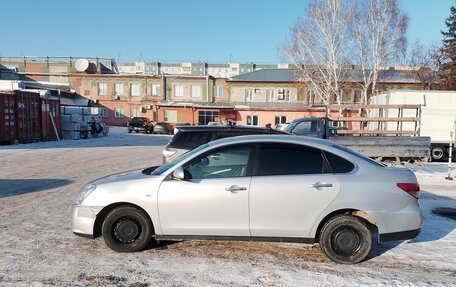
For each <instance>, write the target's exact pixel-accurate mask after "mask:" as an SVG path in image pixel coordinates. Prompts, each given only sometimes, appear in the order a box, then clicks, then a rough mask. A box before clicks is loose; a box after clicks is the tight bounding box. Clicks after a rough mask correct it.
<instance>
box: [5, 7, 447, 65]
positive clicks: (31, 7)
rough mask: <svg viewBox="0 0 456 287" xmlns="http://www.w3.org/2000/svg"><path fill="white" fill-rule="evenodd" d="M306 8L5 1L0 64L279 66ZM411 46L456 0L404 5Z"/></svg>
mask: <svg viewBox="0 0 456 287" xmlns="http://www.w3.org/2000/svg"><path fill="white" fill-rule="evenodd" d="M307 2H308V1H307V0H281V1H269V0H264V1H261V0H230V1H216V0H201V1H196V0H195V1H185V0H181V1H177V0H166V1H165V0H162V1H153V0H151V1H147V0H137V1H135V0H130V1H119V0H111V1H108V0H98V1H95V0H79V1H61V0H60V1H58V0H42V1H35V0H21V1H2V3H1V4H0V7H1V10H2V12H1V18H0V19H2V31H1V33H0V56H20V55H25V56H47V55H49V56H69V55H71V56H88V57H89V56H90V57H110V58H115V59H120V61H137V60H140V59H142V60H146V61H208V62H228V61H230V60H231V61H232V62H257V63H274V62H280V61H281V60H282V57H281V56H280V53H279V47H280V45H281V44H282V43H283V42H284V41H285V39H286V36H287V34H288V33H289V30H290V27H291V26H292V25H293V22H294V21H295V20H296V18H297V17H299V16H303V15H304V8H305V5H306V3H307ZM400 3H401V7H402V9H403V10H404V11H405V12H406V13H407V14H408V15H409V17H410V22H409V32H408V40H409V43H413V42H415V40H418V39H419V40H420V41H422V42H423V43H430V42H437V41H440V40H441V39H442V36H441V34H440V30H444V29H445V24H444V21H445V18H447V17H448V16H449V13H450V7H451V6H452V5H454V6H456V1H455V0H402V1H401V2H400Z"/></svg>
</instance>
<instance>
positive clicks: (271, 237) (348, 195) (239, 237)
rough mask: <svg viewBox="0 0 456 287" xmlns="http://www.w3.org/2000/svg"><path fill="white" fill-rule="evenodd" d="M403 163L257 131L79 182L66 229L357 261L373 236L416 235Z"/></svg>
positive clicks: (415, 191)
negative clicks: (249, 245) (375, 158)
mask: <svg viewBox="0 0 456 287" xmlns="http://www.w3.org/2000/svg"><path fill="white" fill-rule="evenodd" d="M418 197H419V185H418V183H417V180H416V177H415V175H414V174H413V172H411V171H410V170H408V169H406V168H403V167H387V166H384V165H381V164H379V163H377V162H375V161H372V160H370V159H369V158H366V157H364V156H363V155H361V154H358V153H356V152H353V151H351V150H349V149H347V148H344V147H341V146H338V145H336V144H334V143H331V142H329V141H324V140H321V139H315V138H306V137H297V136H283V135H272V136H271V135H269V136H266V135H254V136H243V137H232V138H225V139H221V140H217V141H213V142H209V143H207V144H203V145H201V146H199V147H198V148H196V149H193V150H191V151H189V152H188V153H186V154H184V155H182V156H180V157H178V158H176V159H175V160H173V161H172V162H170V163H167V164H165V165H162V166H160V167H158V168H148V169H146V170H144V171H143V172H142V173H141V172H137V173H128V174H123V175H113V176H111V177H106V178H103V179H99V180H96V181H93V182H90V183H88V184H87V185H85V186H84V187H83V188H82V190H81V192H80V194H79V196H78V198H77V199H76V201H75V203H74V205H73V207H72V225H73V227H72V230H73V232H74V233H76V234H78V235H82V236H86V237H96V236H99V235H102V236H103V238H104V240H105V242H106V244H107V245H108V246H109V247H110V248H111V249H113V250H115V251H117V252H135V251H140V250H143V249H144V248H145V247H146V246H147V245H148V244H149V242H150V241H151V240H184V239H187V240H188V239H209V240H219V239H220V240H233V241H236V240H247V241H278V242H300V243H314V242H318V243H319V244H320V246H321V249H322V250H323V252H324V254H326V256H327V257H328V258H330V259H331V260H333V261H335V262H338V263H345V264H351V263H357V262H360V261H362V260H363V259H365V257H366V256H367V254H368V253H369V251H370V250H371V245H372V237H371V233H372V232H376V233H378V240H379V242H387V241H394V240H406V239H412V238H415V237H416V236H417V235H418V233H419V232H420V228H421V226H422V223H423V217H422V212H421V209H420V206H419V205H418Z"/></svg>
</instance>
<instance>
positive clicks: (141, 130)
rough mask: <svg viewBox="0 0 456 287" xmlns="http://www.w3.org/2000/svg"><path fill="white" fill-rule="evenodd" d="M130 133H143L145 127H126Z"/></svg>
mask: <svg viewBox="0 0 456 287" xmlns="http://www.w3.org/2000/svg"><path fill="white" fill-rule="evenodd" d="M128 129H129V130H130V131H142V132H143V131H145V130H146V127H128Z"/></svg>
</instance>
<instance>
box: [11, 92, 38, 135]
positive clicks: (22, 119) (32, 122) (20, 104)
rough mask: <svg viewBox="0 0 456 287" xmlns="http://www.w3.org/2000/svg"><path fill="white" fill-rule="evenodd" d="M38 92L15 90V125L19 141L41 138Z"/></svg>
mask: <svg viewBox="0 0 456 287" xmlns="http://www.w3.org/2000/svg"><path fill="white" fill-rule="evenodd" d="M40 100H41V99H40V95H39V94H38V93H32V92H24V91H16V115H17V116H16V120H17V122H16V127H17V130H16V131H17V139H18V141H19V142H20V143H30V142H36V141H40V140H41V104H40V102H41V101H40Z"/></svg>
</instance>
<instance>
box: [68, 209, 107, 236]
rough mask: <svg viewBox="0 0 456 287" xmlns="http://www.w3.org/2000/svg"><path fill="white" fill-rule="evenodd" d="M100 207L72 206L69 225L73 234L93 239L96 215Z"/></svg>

============

### Exercise requirements
Every line of the material must be returned verbatim, and pictures must be left behind.

### Response
For each <instance>, write the target's exact pixel-accurate mask after "mask:" as an SVG path in image pixel coordinates. Prompts, each given only sometimes, appear in the order a box, then clicks, then a rough mask. A box before clicks is loose; a box after clicks is the tight bounding box. Clicks after a rough mask correct it.
<instance>
box: [5, 7, 447, 65]
positive clicks: (31, 7)
rough mask: <svg viewBox="0 0 456 287" xmlns="http://www.w3.org/2000/svg"><path fill="white" fill-rule="evenodd" d="M306 8L5 1L0 64L279 66ZM411 46L456 0L404 5Z"/></svg>
mask: <svg viewBox="0 0 456 287" xmlns="http://www.w3.org/2000/svg"><path fill="white" fill-rule="evenodd" d="M307 2H308V1H307V0H281V1H269V0H264V1H261V0H230V1H216V0H201V1H196V0H195V1H185V0H181V1H177V0H166V1H165V0H162V1H153V0H151V1H147V0H137V1H135V0H130V1H119V0H111V1H108V0H98V1H95V0H79V1H61V0H60V1H58V0H42V1H35V0H21V1H2V3H1V4H0V7H1V10H2V12H1V18H0V19H2V31H1V33H0V56H20V55H25V56H47V55H49V56H69V55H71V56H88V57H89V56H90V57H110V58H115V59H120V61H137V60H140V59H142V60H146V61H208V62H228V61H230V60H231V61H232V62H257V63H274V62H280V61H281V60H282V57H281V56H280V53H279V47H280V45H281V44H282V43H283V42H284V41H285V39H286V36H287V34H288V33H289V30H290V27H291V26H292V25H293V22H294V21H295V20H296V18H297V17H299V16H303V15H304V8H305V5H306V3H307ZM400 3H401V7H402V9H403V10H404V11H405V12H406V13H407V14H408V15H409V17H410V22H409V32H408V40H409V43H413V42H415V40H418V39H419V40H420V41H422V42H423V43H430V42H437V41H440V40H441V39H442V36H441V34H440V30H444V29H445V24H444V21H445V18H447V17H448V16H449V13H450V7H451V6H452V5H454V6H456V1H455V0H402V1H401V2H400Z"/></svg>
</instance>
<instance>
positive clicks: (271, 237) (348, 195) (239, 237)
rough mask: <svg viewBox="0 0 456 287" xmlns="http://www.w3.org/2000/svg"><path fill="white" fill-rule="evenodd" d="M403 163L257 131L79 182L66 229L357 261L373 236L416 235Z"/></svg>
positive clicks: (415, 191)
negative clicks: (249, 245) (375, 158)
mask: <svg viewBox="0 0 456 287" xmlns="http://www.w3.org/2000/svg"><path fill="white" fill-rule="evenodd" d="M418 197H419V185H418V183H417V180H416V177H415V175H414V174H413V172H411V171H410V170H408V169H406V168H403V167H387V166H384V165H381V164H379V163H377V162H375V161H372V160H370V159H369V158H366V157H364V156H363V155H361V154H358V153H356V152H353V151H351V150H349V149H347V148H344V147H341V146H338V145H336V144H334V143H331V142H329V141H324V140H321V139H315V138H306V137H297V136H283V135H272V136H271V135H269V136H266V135H254V136H243V137H232V138H225V139H221V140H217V141H213V142H209V143H207V144H203V145H201V146H199V147H198V148H196V149H193V150H191V151H189V152H188V153H186V154H184V155H182V156H180V157H178V158H176V159H175V160H173V161H172V162H170V163H167V164H165V165H162V166H160V167H158V168H148V169H146V170H144V171H143V172H142V173H141V172H137V173H128V174H123V175H113V176H111V177H106V178H103V179H99V180H96V181H93V182H90V183H88V184H87V185H85V186H84V187H83V188H82V190H81V192H80V194H79V196H78V198H77V199H76V201H75V203H74V205H73V207H72V225H73V227H72V230H73V232H74V233H76V234H78V235H82V236H86V237H96V236H99V235H102V236H103V238H104V240H105V242H106V244H107V245H108V246H109V247H110V248H111V249H113V250H115V251H117V252H135V251H140V250H143V249H144V248H145V247H146V246H147V245H148V244H149V242H150V241H151V240H184V239H187V240H188V239H209V240H219V239H220V240H233V241H236V240H247V241H278V242H300V243H314V242H318V243H319V244H320V246H321V249H322V250H323V252H324V254H326V256H327V257H328V258H330V259H331V260H333V261H335V262H338V263H345V264H351V263H357V262H360V261H362V260H363V259H365V257H366V256H367V254H368V253H369V251H370V250H371V245H372V237H371V233H372V232H376V233H378V240H379V242H387V241H394V240H406V239H412V238H415V237H416V236H417V235H418V233H419V232H420V228H421V226H422V223H423V217H422V212H421V209H420V206H419V205H418Z"/></svg>
</instance>
<instance>
positive clicks: (141, 130)
rough mask: <svg viewBox="0 0 456 287" xmlns="http://www.w3.org/2000/svg"><path fill="white" fill-rule="evenodd" d="M130 133H143L145 127H126Z"/></svg>
mask: <svg viewBox="0 0 456 287" xmlns="http://www.w3.org/2000/svg"><path fill="white" fill-rule="evenodd" d="M128 129H129V130H130V131H142V132H143V131H145V130H146V127H128Z"/></svg>
</instance>
<instance>
box: [11, 92, 38, 135]
positive clicks: (22, 119) (32, 122) (20, 104)
rough mask: <svg viewBox="0 0 456 287" xmlns="http://www.w3.org/2000/svg"><path fill="white" fill-rule="evenodd" d="M38 92L15 90V125L19 141L41 138Z"/></svg>
mask: <svg viewBox="0 0 456 287" xmlns="http://www.w3.org/2000/svg"><path fill="white" fill-rule="evenodd" d="M40 100H41V99H40V95H39V94H38V93H32V92H24V91H16V115H17V116H16V120H17V122H16V127H17V130H16V131H17V139H18V141H19V142H20V143H30V142H36V141H40V140H41V104H40V102H41V101H40Z"/></svg>
</instance>
<instance>
box: [68, 209, 107, 236]
rough mask: <svg viewBox="0 0 456 287" xmlns="http://www.w3.org/2000/svg"><path fill="white" fill-rule="evenodd" d="M100 207L72 206L69 225L73 234L93 239L96 215Z"/></svg>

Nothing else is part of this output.